## Challenge
Give only the lines from the one containing "Guideline: for each instance of the blue beach" through the end of the material below, exactly as written.

## Records provided
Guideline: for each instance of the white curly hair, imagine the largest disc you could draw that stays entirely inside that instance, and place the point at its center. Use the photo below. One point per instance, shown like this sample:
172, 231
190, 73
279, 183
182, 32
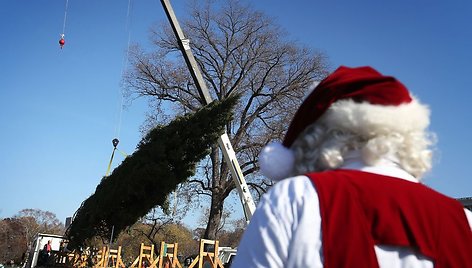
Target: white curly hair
373, 130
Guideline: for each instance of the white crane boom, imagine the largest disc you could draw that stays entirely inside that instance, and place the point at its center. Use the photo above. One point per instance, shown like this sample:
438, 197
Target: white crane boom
223, 141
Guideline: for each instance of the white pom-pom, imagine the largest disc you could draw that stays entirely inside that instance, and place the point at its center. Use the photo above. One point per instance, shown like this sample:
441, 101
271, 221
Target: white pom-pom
276, 161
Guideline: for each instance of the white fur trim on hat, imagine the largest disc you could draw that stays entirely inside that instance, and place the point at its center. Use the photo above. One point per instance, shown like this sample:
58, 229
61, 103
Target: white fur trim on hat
369, 119
276, 161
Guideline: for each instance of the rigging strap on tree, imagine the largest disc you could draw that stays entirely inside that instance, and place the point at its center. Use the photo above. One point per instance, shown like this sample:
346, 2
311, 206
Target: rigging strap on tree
115, 142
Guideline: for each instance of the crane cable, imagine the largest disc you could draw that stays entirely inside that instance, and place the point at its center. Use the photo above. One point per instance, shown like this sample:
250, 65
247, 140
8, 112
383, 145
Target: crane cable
65, 18
124, 66
62, 40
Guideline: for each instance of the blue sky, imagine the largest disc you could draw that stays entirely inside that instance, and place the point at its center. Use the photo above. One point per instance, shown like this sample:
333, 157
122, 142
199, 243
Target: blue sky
59, 108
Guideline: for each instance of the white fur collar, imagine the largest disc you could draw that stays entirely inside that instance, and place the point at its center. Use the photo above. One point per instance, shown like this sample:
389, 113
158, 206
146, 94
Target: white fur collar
387, 166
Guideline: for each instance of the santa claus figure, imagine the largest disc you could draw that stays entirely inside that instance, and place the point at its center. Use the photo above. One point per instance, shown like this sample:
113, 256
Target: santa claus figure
350, 191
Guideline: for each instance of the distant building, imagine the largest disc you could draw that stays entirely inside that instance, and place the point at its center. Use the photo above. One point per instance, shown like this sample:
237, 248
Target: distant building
466, 201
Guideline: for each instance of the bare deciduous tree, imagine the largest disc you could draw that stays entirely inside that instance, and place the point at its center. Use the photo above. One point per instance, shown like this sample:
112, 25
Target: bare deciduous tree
239, 51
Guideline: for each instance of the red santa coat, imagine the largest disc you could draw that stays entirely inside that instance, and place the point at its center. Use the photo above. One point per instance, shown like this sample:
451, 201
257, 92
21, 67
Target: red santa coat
285, 230
383, 210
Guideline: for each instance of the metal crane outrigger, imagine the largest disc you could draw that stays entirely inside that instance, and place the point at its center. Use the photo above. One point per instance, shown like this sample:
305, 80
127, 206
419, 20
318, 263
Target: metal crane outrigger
223, 141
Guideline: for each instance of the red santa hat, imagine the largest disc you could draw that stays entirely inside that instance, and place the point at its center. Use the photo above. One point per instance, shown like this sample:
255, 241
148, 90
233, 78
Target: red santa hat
360, 100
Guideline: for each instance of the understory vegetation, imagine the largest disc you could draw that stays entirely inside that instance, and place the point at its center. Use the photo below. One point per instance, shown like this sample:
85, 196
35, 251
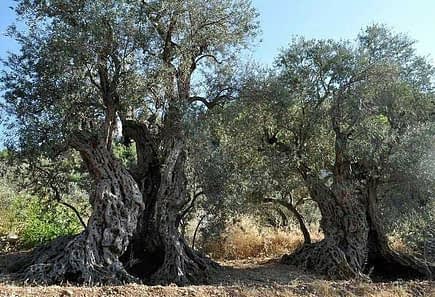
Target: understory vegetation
143, 148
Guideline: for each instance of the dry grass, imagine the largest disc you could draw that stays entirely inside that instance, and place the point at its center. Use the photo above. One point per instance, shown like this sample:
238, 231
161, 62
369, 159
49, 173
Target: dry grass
399, 245
246, 239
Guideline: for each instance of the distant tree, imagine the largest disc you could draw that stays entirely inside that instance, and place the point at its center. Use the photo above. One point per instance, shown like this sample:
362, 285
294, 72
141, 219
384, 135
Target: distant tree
347, 120
370, 100
90, 72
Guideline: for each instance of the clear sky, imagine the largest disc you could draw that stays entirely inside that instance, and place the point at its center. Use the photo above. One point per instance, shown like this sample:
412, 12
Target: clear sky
339, 19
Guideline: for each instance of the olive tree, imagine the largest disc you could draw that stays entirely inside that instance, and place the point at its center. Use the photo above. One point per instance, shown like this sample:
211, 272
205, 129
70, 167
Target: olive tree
91, 73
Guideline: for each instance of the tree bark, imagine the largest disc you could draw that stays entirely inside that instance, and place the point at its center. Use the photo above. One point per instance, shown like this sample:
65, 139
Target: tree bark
181, 265
299, 217
355, 245
93, 257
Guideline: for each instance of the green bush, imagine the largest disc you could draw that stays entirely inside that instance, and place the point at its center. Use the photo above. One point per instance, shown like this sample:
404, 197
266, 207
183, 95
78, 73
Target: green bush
37, 222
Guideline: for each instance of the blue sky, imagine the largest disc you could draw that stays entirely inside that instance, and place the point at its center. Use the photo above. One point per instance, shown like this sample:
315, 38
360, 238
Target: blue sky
339, 19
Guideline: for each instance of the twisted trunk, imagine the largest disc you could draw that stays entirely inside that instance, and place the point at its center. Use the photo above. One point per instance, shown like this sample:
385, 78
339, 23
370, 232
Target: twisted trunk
355, 244
93, 257
159, 254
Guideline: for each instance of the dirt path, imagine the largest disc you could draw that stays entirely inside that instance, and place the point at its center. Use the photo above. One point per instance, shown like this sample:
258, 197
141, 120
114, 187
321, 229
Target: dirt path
243, 278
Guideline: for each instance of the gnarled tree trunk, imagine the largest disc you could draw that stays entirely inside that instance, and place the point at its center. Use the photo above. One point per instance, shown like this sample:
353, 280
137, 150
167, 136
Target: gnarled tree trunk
159, 253
355, 245
93, 257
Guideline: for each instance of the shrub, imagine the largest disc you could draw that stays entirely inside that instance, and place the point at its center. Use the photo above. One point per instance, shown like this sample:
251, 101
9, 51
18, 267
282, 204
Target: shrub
38, 222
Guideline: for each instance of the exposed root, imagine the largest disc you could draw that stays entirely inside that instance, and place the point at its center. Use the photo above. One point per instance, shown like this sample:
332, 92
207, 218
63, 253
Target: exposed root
324, 258
68, 259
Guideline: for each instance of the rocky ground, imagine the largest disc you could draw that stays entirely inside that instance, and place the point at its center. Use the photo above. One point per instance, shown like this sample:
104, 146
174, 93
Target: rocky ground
252, 277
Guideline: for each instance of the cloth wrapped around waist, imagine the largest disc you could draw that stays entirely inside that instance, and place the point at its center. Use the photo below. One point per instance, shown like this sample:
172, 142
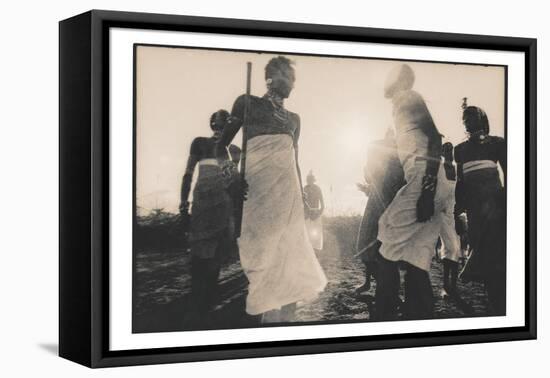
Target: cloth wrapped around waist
212, 208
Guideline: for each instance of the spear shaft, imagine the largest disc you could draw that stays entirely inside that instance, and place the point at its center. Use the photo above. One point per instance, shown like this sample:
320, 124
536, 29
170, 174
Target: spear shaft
239, 219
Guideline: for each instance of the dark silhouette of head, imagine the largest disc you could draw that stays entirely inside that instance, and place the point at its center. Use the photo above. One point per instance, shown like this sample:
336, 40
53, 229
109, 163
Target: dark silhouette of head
399, 79
475, 120
280, 76
218, 120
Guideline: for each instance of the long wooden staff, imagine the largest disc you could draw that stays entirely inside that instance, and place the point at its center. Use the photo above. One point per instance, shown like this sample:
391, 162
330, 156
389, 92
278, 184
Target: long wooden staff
239, 220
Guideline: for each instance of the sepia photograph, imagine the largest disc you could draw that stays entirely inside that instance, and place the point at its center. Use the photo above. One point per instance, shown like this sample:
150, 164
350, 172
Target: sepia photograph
281, 189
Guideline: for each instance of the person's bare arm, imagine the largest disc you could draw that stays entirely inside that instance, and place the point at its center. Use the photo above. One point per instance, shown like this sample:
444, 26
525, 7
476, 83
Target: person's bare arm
231, 129
296, 138
188, 177
425, 206
322, 201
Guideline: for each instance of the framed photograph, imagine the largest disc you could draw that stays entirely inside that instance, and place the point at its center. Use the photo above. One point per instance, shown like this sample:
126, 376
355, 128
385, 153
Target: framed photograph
235, 188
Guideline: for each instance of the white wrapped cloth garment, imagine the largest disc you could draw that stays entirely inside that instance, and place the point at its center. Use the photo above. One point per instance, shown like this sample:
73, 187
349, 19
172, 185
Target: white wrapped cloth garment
276, 254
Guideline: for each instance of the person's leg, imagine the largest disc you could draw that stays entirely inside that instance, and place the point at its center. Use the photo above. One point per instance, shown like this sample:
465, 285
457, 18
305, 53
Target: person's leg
271, 316
495, 284
387, 290
199, 279
419, 301
288, 312
450, 273
367, 285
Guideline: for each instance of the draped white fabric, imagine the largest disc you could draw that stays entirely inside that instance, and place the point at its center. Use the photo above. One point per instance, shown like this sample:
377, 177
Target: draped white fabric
276, 254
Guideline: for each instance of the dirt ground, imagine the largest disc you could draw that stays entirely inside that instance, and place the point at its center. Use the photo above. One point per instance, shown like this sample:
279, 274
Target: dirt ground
162, 289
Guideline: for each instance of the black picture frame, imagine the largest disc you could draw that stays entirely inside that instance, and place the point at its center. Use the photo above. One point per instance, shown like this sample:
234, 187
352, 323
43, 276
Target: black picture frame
84, 187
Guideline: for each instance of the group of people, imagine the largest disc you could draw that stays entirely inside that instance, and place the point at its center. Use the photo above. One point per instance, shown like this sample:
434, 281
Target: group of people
414, 199
422, 192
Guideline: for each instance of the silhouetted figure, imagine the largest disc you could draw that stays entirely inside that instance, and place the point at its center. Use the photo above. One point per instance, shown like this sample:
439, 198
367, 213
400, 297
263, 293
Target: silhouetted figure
411, 224
383, 177
315, 205
481, 195
211, 223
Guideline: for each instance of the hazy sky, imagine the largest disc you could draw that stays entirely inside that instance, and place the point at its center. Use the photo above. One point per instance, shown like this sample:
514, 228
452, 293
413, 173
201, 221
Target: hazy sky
340, 103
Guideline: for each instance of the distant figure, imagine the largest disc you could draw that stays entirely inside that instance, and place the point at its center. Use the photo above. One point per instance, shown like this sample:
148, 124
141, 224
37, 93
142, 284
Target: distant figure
276, 255
211, 225
480, 194
315, 205
450, 241
383, 178
411, 224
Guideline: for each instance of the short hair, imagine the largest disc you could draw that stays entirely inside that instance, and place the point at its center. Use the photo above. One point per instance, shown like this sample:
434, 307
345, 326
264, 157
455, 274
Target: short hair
475, 120
213, 125
280, 63
401, 77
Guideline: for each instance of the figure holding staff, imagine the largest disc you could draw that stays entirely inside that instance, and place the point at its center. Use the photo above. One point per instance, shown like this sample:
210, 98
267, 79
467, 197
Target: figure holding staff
276, 254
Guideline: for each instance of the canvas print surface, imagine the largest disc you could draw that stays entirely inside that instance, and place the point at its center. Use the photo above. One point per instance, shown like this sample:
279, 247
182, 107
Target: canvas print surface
284, 189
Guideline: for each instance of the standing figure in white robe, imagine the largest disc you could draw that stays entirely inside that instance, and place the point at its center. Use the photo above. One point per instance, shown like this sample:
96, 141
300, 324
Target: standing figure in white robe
275, 251
410, 226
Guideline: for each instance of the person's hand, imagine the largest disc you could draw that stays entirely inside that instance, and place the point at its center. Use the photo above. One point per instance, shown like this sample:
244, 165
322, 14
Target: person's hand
184, 208
447, 151
365, 188
425, 204
244, 189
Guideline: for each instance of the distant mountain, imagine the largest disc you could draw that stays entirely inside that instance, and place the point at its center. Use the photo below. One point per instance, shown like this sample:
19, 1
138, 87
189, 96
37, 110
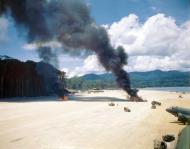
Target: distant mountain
5, 57
156, 78
105, 76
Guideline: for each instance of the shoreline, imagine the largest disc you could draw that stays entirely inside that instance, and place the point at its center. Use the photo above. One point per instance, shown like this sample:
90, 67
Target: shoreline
88, 122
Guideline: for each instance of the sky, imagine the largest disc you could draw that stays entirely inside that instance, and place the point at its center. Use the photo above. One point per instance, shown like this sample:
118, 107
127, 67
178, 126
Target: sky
154, 33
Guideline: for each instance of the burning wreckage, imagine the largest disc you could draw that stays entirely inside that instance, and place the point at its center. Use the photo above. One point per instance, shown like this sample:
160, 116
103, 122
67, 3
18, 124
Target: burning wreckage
68, 24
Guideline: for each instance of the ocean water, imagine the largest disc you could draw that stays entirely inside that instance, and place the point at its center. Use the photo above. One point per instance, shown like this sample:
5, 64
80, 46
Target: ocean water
171, 89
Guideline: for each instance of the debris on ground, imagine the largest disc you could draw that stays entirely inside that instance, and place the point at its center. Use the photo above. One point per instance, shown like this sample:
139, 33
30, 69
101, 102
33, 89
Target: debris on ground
126, 109
111, 104
180, 96
159, 144
156, 103
168, 138
153, 107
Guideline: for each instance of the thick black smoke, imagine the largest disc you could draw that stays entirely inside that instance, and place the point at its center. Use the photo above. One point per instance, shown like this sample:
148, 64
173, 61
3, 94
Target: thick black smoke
68, 22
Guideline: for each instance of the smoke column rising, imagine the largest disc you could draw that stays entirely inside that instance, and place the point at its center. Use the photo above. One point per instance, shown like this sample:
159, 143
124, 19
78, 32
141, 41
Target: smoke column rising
68, 22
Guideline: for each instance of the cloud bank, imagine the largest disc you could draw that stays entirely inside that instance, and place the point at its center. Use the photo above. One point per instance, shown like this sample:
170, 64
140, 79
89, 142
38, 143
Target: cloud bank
3, 29
158, 43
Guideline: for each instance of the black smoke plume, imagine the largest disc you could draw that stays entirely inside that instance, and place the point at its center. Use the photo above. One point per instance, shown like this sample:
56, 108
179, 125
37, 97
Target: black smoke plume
68, 22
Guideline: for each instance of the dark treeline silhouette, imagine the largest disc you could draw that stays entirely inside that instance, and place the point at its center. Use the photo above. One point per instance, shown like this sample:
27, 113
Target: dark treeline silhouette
21, 79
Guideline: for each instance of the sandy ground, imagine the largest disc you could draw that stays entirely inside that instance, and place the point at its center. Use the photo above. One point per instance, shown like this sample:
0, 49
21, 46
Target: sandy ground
87, 122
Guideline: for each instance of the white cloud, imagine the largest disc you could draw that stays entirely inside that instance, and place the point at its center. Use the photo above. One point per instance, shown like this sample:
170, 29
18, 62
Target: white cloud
158, 43
3, 29
34, 46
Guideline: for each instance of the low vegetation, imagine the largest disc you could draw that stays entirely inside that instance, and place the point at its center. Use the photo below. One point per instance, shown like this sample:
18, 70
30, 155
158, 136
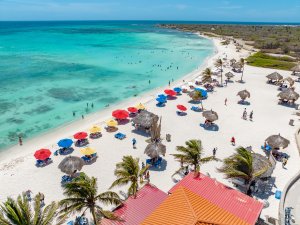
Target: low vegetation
260, 59
269, 39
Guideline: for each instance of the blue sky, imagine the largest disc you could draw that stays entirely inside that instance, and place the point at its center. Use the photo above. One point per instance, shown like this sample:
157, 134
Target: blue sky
197, 10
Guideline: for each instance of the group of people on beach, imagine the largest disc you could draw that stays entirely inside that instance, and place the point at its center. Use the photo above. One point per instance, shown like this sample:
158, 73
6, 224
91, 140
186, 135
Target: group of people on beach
245, 115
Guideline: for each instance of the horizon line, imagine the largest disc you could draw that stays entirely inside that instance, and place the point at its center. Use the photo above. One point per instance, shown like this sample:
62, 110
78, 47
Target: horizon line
139, 20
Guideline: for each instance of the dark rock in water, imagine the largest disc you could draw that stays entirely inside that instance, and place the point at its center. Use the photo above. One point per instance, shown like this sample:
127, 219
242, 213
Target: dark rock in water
42, 109
5, 106
39, 110
65, 94
15, 120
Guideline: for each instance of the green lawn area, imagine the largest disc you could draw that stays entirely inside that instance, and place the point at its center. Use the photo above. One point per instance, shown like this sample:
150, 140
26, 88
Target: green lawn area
260, 59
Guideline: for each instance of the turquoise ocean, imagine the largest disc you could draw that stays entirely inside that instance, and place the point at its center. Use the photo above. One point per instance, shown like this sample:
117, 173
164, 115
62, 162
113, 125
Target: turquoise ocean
48, 70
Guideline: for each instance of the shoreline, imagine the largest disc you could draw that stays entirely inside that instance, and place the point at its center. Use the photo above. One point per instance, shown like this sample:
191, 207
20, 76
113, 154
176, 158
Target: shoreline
99, 117
19, 173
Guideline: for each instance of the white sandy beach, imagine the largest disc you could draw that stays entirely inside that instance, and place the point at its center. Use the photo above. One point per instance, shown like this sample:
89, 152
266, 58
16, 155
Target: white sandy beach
19, 173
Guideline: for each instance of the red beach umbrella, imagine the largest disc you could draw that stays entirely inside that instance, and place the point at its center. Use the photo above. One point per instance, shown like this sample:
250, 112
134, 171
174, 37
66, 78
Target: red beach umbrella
120, 114
170, 92
132, 109
181, 107
42, 154
80, 135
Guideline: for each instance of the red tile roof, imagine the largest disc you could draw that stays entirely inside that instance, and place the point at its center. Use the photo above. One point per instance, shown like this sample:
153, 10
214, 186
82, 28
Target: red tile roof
235, 202
184, 207
135, 210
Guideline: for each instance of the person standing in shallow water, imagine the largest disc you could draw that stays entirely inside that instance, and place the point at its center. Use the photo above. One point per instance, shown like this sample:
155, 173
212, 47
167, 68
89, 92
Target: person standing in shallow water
20, 140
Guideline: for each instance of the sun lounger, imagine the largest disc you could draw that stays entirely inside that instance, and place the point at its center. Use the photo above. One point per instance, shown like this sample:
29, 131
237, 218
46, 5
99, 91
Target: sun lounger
196, 109
278, 194
42, 163
120, 136
65, 179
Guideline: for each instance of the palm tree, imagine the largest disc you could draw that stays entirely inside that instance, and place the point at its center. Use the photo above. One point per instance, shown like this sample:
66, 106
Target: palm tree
192, 155
81, 195
129, 171
20, 212
196, 96
207, 75
240, 165
219, 63
242, 62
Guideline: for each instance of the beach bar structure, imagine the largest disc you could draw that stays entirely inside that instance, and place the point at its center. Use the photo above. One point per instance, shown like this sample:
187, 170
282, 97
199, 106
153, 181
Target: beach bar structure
144, 120
193, 200
134, 210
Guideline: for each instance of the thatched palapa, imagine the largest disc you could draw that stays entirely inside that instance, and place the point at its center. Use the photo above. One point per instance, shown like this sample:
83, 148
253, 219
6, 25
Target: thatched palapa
145, 119
290, 81
155, 148
229, 75
71, 164
289, 95
244, 94
277, 141
296, 69
210, 115
275, 76
260, 163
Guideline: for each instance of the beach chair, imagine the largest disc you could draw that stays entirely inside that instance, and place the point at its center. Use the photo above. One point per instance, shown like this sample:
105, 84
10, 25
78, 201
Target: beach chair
278, 194
195, 109
65, 179
120, 136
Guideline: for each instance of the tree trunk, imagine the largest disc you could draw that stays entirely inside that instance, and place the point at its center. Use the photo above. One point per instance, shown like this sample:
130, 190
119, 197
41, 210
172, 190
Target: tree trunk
242, 74
221, 75
94, 215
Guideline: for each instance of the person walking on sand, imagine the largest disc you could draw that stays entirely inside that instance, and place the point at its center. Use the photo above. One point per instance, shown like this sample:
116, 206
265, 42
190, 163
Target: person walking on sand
134, 143
245, 114
20, 140
214, 152
284, 162
251, 115
233, 141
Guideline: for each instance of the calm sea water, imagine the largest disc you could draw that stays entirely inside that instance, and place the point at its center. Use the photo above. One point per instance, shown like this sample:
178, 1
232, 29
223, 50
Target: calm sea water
48, 70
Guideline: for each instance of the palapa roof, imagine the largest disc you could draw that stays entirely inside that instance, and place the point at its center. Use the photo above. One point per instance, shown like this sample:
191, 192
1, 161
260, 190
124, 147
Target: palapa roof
229, 75
210, 115
237, 65
145, 119
277, 141
244, 94
184, 207
229, 199
71, 163
155, 149
134, 210
290, 80
289, 94
259, 163
296, 68
274, 76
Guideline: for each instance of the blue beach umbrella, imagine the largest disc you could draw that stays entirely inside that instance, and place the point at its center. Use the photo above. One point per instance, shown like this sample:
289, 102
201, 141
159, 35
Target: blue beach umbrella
161, 100
162, 96
65, 143
177, 89
203, 92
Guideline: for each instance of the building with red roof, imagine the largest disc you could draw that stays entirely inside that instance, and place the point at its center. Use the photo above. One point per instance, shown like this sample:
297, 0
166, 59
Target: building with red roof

## Problem solution
Guideline: for each instance of the blue beach umbrella, imagine the largest disc you could draw that stays entirely inside that instance, and place the point at its center. Use the photo above. One point per instance, shown like this sample:
289, 102
201, 141
159, 35
Target: blue beach umbrella
161, 100
162, 96
65, 143
177, 89
203, 92
Guideline: for each instance of the building with red roof, imagine the largest disc you could draw that stays entirely inside that instance, and place the point at its center. Use the photo above. One point per instance, shown like this sample:
297, 0
166, 59
Target: building with red roof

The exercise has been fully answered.